# YOUR INSTRUCTIONS
Please rewrite the part of the data that opens with the line containing "Place one point on every instance of the white cloud" and closes with the line containing "[(512, 143), (575, 190), (493, 51), (562, 49), (594, 161)]", both included, as a numbered list without blank lines.
-- begin DATA RECORDS --
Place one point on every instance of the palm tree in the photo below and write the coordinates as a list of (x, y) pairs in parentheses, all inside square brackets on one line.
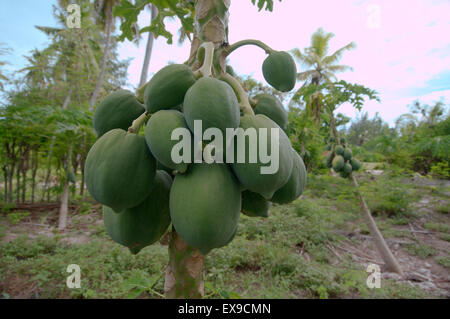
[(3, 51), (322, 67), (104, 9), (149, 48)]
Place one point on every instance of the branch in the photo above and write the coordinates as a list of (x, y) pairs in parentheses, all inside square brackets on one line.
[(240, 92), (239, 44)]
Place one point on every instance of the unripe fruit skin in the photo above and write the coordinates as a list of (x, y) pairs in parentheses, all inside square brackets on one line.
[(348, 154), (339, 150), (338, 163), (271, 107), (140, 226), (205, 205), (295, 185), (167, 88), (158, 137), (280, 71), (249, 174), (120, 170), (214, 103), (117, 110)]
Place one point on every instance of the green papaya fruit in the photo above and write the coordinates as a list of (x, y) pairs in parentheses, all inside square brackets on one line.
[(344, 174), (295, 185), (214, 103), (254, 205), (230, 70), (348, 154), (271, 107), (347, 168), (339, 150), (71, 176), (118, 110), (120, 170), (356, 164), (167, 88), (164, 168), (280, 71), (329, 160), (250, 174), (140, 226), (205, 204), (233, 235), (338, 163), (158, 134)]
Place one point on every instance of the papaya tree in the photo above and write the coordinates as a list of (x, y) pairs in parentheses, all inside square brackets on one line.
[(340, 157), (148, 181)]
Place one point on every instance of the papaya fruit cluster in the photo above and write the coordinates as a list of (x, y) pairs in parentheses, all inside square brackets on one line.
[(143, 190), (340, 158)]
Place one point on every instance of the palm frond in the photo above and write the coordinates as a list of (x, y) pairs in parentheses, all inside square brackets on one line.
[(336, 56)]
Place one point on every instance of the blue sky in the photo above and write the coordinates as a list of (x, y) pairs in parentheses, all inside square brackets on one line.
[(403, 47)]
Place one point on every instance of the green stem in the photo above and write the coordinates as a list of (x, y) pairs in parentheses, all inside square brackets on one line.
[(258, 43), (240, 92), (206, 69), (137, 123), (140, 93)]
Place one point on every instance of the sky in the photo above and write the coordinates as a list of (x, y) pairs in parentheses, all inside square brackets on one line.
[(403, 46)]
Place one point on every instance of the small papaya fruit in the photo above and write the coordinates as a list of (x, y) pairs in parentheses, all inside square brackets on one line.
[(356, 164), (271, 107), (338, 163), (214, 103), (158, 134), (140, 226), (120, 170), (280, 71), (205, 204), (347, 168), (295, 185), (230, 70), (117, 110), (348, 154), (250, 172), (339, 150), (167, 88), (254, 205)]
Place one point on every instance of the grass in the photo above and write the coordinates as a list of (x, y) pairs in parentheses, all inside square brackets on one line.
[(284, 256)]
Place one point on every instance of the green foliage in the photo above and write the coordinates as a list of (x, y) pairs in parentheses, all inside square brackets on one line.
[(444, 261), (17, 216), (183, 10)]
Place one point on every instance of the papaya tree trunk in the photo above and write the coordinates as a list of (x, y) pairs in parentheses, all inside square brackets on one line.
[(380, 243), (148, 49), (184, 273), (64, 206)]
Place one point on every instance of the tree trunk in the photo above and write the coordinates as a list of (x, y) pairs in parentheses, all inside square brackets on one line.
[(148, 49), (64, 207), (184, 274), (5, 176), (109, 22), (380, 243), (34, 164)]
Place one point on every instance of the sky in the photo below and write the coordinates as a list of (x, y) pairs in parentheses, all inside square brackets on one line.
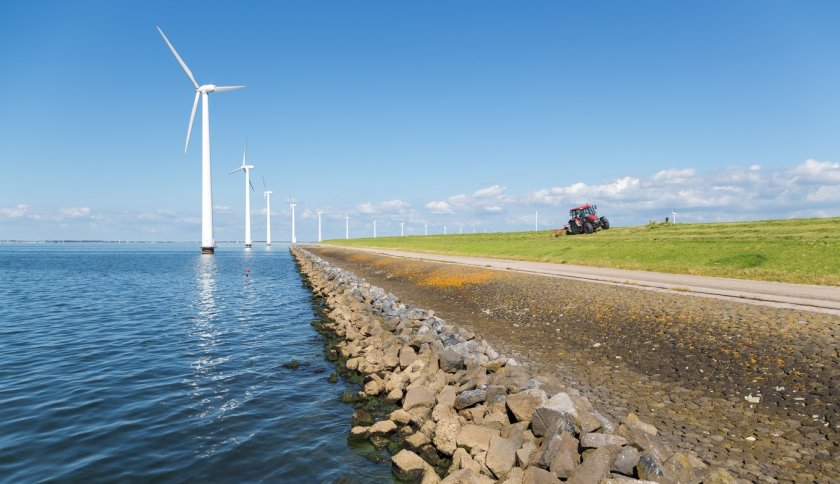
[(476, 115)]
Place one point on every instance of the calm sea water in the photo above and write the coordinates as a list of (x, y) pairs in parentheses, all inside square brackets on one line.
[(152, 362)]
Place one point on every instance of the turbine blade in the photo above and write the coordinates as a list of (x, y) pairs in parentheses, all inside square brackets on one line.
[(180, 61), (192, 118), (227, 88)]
-- end DATA RECORDS --
-- begin DATA RECORDS --
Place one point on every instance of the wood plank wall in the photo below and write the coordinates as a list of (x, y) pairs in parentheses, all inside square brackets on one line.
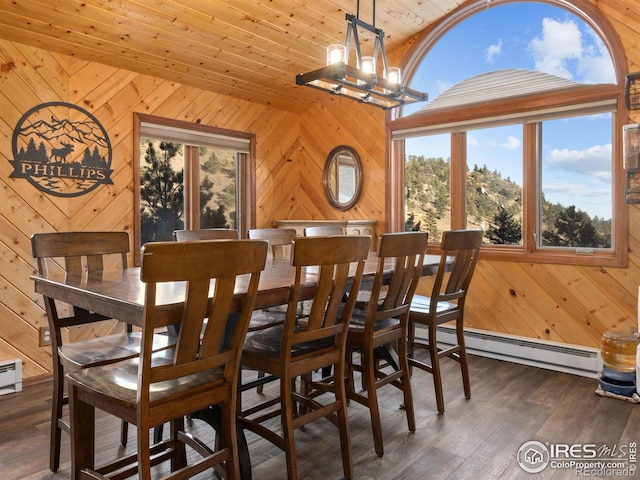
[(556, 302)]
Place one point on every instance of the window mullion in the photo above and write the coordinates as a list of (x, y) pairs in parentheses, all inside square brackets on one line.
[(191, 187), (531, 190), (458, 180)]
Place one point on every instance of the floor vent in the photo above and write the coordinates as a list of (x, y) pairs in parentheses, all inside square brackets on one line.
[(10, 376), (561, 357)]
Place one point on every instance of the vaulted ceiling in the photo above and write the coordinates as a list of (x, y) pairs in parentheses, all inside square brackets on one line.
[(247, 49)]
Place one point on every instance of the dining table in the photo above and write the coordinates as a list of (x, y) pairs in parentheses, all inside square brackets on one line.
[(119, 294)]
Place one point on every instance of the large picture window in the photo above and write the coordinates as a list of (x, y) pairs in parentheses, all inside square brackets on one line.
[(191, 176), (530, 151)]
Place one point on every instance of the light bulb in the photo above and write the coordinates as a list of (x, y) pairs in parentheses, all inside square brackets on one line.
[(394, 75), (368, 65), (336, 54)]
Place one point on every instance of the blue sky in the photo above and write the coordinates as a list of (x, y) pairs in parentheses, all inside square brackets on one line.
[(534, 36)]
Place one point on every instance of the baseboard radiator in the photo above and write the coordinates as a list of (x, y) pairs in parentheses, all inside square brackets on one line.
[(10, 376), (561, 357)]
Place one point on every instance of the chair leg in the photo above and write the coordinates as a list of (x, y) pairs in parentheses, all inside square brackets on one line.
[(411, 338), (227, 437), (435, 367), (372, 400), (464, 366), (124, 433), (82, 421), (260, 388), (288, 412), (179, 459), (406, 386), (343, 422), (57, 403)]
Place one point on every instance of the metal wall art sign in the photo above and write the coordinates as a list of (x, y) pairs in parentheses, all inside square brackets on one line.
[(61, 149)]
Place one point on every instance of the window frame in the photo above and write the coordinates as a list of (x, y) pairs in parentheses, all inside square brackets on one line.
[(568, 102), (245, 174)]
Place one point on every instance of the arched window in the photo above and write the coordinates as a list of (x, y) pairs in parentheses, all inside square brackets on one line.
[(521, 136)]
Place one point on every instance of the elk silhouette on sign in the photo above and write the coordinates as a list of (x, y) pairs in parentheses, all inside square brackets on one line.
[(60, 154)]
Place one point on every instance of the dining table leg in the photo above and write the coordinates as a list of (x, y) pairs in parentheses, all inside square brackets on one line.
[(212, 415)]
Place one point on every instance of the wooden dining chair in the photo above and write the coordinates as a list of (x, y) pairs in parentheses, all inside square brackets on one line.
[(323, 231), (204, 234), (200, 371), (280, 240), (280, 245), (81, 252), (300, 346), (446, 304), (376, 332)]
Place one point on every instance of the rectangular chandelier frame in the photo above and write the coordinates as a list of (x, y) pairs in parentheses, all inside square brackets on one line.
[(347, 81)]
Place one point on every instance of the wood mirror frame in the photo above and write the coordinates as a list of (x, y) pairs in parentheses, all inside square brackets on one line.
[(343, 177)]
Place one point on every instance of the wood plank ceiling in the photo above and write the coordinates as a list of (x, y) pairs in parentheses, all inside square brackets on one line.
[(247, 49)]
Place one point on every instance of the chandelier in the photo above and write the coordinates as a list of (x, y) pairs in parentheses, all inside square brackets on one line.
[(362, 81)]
-- end DATA RECORDS --
-- begin DATA RECORDS --
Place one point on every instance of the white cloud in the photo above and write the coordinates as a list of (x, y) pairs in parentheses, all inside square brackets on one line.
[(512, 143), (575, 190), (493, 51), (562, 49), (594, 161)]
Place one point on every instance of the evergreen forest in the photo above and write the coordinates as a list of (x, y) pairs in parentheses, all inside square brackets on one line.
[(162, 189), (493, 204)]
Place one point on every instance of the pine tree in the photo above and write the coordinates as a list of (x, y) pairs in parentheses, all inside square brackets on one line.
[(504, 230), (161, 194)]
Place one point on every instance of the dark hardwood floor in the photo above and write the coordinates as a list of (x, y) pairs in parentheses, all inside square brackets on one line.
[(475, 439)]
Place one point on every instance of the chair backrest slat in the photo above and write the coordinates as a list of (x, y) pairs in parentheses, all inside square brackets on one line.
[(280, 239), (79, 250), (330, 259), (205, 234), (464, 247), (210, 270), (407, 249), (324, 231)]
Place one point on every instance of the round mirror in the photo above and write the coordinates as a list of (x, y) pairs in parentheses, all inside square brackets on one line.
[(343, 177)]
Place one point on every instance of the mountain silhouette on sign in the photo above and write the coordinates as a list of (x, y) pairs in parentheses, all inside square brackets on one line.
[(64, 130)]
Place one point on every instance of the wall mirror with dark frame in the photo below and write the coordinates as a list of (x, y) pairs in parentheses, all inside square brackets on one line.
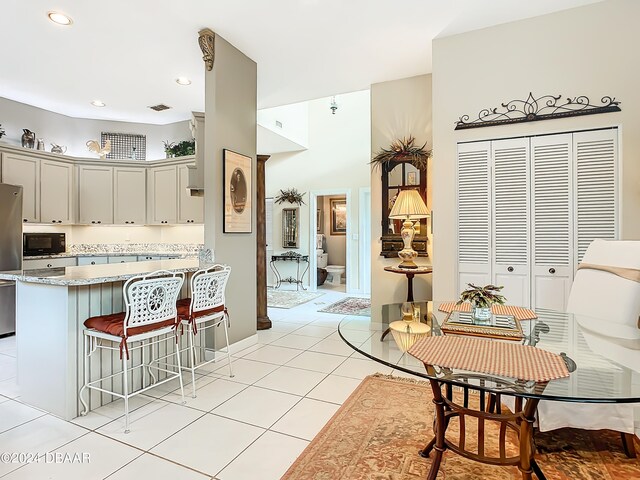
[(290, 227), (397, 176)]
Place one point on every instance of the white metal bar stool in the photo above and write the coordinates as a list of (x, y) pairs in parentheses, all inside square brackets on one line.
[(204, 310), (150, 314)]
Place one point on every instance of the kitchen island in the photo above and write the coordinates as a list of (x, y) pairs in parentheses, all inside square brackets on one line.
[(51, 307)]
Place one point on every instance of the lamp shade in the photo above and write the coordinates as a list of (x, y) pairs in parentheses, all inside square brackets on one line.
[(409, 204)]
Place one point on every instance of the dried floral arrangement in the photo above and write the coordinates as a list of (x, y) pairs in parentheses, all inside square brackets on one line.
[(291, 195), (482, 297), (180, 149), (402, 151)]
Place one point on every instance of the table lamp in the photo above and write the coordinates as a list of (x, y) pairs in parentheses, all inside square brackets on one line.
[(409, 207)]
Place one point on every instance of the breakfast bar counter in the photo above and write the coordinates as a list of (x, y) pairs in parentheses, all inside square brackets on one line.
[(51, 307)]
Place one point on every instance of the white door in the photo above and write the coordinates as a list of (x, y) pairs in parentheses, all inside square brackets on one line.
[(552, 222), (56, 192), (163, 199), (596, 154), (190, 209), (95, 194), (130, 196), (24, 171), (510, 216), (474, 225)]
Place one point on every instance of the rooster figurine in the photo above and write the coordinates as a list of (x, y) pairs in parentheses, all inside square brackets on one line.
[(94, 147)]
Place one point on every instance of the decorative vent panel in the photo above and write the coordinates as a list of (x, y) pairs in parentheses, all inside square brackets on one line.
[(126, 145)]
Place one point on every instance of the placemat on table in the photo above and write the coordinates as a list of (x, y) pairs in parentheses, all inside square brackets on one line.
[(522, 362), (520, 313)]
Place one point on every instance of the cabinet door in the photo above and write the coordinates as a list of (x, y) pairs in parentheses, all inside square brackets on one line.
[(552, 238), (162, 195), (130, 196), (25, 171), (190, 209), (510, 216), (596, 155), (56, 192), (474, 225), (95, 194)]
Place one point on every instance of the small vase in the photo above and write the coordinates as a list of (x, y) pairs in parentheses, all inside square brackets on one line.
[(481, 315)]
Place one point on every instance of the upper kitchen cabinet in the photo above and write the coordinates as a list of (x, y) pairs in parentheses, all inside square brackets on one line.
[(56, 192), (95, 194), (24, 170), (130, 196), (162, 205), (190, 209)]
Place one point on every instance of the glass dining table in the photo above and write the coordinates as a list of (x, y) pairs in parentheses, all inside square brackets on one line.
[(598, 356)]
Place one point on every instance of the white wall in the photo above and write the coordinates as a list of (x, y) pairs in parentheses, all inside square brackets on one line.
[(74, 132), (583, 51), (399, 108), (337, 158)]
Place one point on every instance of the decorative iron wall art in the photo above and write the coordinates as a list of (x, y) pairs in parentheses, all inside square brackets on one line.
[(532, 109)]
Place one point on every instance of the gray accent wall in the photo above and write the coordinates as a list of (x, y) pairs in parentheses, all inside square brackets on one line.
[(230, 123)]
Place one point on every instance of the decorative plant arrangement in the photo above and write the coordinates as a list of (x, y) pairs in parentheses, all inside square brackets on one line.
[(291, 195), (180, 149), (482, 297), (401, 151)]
-- end DATA RECORDS --
# COMPLETE ANSWER
1. Place one point on every instance of the white cloud in the photo above and write the coordinates as a list of (x, y) pairs in parentheses, all inside square brackets on one line.
2. [(512, 143), (575, 190), (493, 51), (562, 49), (594, 161)]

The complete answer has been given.